● Required work: Return the listing below word for word.

● Given data:
* * * * * * *
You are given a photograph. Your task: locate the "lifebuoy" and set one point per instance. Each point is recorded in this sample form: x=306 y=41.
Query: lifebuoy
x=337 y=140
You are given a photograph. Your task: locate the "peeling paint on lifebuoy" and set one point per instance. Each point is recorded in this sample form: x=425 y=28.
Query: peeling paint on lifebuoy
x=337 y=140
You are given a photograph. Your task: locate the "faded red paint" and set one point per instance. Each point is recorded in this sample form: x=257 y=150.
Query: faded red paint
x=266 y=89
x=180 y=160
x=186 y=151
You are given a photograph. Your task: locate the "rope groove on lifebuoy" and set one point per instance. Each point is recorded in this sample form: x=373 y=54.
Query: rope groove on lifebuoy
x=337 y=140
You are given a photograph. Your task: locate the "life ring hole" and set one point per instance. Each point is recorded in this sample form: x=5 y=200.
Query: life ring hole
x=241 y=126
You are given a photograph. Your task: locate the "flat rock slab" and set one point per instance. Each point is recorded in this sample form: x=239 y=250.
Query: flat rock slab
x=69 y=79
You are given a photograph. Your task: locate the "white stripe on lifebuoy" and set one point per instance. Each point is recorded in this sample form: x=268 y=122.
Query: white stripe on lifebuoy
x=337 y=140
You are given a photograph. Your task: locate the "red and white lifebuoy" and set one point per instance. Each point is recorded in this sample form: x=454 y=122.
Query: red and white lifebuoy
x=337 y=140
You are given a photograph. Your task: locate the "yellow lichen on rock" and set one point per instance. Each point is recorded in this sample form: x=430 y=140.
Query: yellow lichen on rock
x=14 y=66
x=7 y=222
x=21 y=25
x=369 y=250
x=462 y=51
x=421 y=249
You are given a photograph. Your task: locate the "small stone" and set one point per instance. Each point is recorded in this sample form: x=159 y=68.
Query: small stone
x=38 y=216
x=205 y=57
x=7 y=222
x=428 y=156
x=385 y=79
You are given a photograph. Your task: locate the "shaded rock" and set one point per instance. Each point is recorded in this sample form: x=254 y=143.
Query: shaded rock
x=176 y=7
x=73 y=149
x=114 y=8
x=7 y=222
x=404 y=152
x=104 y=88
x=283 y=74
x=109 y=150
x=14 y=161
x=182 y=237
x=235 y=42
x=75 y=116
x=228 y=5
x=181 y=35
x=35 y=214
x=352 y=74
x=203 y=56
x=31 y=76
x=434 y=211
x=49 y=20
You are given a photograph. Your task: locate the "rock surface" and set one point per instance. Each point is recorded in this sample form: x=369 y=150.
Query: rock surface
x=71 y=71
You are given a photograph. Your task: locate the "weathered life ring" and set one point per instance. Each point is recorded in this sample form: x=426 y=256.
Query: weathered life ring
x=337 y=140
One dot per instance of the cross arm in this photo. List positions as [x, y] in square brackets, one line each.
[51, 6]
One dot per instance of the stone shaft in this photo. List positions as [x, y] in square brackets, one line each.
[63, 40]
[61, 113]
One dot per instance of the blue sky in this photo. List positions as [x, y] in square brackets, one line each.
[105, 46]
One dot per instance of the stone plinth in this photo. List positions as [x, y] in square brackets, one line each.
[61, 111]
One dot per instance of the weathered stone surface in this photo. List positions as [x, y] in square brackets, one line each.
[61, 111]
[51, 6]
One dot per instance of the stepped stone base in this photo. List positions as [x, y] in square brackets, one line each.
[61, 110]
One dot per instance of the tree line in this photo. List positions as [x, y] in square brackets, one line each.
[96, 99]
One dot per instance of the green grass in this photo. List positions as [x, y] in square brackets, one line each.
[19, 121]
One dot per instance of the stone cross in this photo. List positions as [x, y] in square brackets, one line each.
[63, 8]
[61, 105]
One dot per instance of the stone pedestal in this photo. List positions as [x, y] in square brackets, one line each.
* * * * * * *
● The response:
You are given a photograph. Your task: locate the "lifebuoy" and set one point per instance. Each point is recorded in this sample form: x=306 y=41.
Query: lifebuoy
x=337 y=140
You are given a photograph. Your task: locate the "peeling paint on lifebuoy" and set one point per instance. Each point is recorded in this sample form: x=425 y=28.
Query: peeling paint on lifebuoy
x=337 y=140
You are given a photograph. Your task: locate the "faded red paint" and set one point per instance. Each point is recorded in this sample form: x=257 y=150.
Query: faded red paint
x=266 y=89
x=180 y=160
x=186 y=151
You are given a photograph. Your task: locate the "rope groove on lifebuoy" and set one point per instance. Each point is recorded in this sample form: x=373 y=54.
Query: rope groove on lifebuoy
x=337 y=140
You are given a photograph. Your task: locate the "life ring hole" and set one point per instance. Each point is recorded in this sample form: x=5 y=200.
Query: life ring hole
x=241 y=126
You are given a photograph. Your task: locate the "flat rock slab" and set one point per instance. Each point is recorded in this sample form: x=239 y=250.
Query: flat rock slab
x=69 y=79
You are given a photograph. Your task: locate the "white stripe on lifebuoy" and set one point per instance. Each point is recorded in this sample form: x=268 y=122.
Query: white stripe on lifebuoy
x=337 y=140
You are given a photograph. Your task: locate the "red and white lifebuoy" and set one point per instance. Each point is recorded in this sample form: x=454 y=122.
Query: red and white lifebuoy
x=337 y=140
You are given a photograph. Your task: locate the "yellow lichen on rock" and set one point per instance. Each point is recorded in this sample form: x=430 y=140.
Query: yellow lichen on rock
x=14 y=66
x=7 y=222
x=21 y=25
x=369 y=250
x=462 y=51
x=421 y=249
You are given a photograph. Your task: locate the "small stone" and set one point per instance. Each point is recorded in this sample form: x=159 y=68.
Query: small stone
x=38 y=216
x=205 y=57
x=7 y=222
x=428 y=156
x=385 y=79
You are given a photograph. Your task: locate the "shaded rock" and set one point per instance. Each point is recorded in this sample form: x=254 y=143.
Query: shaded rock
x=176 y=7
x=73 y=149
x=114 y=8
x=7 y=222
x=404 y=152
x=104 y=88
x=283 y=74
x=109 y=150
x=14 y=161
x=182 y=237
x=235 y=42
x=75 y=116
x=228 y=5
x=181 y=35
x=35 y=214
x=352 y=74
x=203 y=56
x=31 y=76
x=434 y=211
x=49 y=20
You are given a photograph. Your task: locate the "rock surface" and set one point per instance. Each point is recorded in this sample form: x=369 y=150.
Query: rock surface
x=71 y=71
You are given a photograph. Your task: locate the "weathered life ring" and set one point per instance. Each point is recorded in this sample form: x=426 y=256.
Query: weathered life ring
x=337 y=140
One dot per instance of the cross arm in this photo. List positions as [x, y] in square brackets, one line each.
[51, 6]
One dot per instance of the stone shaft in this photo. List positions as [x, y] in square brackets, one line each.
[63, 40]
[61, 113]
One dot per instance of the blue sky in this photo. List positions as [x, y] in square brackets, one line each.
[105, 46]
One dot per instance of the stone plinth in this photo. List positions as [x, y] in square brackets, one line each.
[61, 111]
One dot per instance of the weathered stone surface in this photo. List positions as [x, y] in square brackets, one line each.
[61, 111]
[51, 6]
One dot per instance of the stepped stone base in this photo. List positions as [x, y] in square brackets, one line each.
[61, 110]
One dot per instance of the tree line in this photo. List positions as [x, y] in square brackets, one line each.
[96, 99]
One dot per instance of the green grass in this photo. List positions as [x, y] in square brackets, one line each.
[19, 121]
One dot per instance of the stone cross in this photo. List positions as [x, y] in square brackets, one line each.
[63, 8]
[61, 105]
One dot per instance of the stone pedestal in this photo. List positions as [x, y] in square brackets, one line each.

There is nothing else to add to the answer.